● **EXERCISE INSTRUCTIONS**
Line filter on the word "target": copy each matching line from the entries.
:: PROVIDED ENTRIES
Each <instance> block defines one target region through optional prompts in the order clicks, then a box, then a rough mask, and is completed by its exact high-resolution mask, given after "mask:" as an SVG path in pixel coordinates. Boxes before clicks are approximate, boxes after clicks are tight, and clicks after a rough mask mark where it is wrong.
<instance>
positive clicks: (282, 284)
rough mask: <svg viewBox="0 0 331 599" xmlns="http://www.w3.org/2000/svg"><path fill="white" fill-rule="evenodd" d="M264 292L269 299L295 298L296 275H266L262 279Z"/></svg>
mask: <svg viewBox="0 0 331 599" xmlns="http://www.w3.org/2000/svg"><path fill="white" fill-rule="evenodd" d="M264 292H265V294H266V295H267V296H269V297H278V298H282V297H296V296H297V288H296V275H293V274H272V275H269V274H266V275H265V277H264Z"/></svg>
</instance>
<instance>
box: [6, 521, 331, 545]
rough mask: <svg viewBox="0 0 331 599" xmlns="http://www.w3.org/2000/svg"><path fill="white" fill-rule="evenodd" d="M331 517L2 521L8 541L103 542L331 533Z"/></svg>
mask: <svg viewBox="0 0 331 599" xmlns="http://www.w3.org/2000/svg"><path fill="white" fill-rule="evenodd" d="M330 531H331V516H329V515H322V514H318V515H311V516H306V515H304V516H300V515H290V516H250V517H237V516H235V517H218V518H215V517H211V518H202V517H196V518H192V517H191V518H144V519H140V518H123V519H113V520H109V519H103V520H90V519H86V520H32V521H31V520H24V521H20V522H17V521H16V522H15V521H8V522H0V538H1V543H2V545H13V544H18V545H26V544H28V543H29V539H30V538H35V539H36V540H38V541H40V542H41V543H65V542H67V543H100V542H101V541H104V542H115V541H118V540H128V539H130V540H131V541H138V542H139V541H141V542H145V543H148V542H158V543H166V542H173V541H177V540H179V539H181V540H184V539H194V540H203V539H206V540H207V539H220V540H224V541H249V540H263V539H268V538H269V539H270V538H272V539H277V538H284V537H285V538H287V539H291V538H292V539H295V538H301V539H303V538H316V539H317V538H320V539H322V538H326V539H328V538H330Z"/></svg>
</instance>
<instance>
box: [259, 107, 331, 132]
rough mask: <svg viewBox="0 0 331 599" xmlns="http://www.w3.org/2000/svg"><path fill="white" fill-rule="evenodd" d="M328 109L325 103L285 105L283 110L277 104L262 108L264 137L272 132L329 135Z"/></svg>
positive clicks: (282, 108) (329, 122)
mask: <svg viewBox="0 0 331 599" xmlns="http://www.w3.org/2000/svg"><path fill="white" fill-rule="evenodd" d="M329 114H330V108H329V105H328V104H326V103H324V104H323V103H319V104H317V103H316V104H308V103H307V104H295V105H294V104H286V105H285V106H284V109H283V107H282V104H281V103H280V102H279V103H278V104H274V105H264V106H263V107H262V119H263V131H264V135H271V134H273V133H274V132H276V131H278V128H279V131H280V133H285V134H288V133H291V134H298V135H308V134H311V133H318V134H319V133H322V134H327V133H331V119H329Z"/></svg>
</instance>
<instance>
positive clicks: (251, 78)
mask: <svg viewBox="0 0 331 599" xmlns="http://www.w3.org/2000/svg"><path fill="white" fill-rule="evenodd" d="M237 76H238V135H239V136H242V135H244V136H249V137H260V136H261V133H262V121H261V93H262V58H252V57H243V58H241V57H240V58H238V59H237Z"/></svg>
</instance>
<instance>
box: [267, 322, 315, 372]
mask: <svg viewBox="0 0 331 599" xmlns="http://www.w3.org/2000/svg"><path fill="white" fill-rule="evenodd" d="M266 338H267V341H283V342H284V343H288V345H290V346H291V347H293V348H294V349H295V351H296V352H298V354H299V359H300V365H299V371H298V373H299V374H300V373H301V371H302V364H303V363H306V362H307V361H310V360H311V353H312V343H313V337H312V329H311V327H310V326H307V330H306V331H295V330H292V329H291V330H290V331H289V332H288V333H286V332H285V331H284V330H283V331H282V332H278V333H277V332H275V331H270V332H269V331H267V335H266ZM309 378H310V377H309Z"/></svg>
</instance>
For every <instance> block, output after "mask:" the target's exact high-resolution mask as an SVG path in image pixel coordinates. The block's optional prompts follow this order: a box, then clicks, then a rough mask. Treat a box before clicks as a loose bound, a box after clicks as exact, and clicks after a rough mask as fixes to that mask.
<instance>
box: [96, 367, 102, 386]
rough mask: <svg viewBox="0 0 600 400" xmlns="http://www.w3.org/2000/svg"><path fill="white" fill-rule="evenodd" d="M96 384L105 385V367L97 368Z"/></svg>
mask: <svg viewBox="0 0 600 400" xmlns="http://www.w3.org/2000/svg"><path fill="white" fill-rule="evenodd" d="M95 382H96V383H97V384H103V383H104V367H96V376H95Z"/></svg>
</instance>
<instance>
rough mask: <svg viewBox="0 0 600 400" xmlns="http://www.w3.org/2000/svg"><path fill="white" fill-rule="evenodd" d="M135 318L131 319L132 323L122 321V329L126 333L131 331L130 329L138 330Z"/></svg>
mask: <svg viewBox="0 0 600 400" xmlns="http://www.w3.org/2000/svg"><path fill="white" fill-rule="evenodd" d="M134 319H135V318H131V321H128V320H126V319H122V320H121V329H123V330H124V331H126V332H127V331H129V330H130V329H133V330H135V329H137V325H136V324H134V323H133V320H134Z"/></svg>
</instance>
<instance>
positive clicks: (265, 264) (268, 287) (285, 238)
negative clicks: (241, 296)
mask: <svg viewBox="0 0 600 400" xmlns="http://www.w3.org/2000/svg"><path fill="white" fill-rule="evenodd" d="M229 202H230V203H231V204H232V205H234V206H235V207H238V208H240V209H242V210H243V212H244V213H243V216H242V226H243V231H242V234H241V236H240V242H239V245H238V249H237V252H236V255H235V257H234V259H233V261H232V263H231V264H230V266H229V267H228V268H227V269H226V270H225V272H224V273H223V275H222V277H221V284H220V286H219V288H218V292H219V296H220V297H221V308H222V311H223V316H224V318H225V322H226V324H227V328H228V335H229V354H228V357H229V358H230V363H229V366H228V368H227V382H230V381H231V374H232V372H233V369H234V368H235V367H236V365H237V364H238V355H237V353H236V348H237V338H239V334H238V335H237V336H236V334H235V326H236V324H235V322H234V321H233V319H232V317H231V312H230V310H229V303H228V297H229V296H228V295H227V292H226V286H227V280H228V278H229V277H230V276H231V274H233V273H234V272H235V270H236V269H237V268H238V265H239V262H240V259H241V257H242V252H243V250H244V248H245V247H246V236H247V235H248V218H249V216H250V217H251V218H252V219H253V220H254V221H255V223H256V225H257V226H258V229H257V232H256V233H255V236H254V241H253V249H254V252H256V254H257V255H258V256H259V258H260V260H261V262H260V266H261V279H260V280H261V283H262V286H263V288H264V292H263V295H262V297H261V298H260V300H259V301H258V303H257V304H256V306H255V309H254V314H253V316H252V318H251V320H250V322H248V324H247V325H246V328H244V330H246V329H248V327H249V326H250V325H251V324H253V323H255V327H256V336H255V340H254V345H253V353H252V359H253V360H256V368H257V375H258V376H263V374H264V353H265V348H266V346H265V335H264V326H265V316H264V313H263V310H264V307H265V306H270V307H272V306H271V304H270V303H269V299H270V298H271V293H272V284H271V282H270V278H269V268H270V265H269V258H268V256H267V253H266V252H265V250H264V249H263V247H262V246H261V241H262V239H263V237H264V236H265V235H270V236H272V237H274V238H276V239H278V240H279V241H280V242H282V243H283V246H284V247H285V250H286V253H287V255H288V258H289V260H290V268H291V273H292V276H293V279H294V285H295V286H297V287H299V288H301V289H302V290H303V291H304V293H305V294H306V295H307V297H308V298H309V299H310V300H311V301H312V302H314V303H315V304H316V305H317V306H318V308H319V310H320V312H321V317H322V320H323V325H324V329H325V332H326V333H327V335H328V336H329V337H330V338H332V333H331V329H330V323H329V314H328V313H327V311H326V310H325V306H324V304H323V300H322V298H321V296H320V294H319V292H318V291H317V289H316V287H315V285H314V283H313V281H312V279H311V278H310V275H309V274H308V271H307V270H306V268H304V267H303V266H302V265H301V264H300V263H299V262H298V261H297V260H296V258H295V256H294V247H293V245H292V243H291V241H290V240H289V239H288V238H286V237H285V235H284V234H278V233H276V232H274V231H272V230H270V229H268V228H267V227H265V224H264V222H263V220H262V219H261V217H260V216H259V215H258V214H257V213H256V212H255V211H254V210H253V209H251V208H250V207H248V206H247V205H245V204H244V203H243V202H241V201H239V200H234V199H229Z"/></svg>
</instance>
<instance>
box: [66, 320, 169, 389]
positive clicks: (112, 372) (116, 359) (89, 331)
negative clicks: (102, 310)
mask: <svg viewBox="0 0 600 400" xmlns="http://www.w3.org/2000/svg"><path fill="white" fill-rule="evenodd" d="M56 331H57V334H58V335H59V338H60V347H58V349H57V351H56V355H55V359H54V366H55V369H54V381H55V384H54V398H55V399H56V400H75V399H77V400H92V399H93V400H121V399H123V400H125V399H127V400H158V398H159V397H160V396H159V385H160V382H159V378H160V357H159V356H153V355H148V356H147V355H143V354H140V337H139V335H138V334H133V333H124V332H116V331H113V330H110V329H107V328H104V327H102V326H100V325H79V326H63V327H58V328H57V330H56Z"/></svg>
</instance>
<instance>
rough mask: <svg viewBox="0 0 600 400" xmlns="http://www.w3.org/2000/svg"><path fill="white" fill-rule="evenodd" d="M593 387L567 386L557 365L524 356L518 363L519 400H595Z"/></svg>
::::
● **SOLUTION FOR THIS EXERCISE**
Each <instance> block defines one target region through optional prompts in the order clicks, then a box, then a rough mask, and is completed by its exact high-resolution mask, given after "mask:" as an SVG path in pixel coordinates. Boxes before clicks are approximate, boxes after clicks are tight, and clicks after a rough mask mark where it is wrong.
For every <instance> block, output after "mask:" the target's exact high-resolution mask as an SVG path in image pixel coordinates. The block's optional prompts follow this order: a box, then clicks, then a rough mask. Treat a box before clicks as a loose bound, a box after clicks as exact, and clicks after a rough mask as fixes to that mask.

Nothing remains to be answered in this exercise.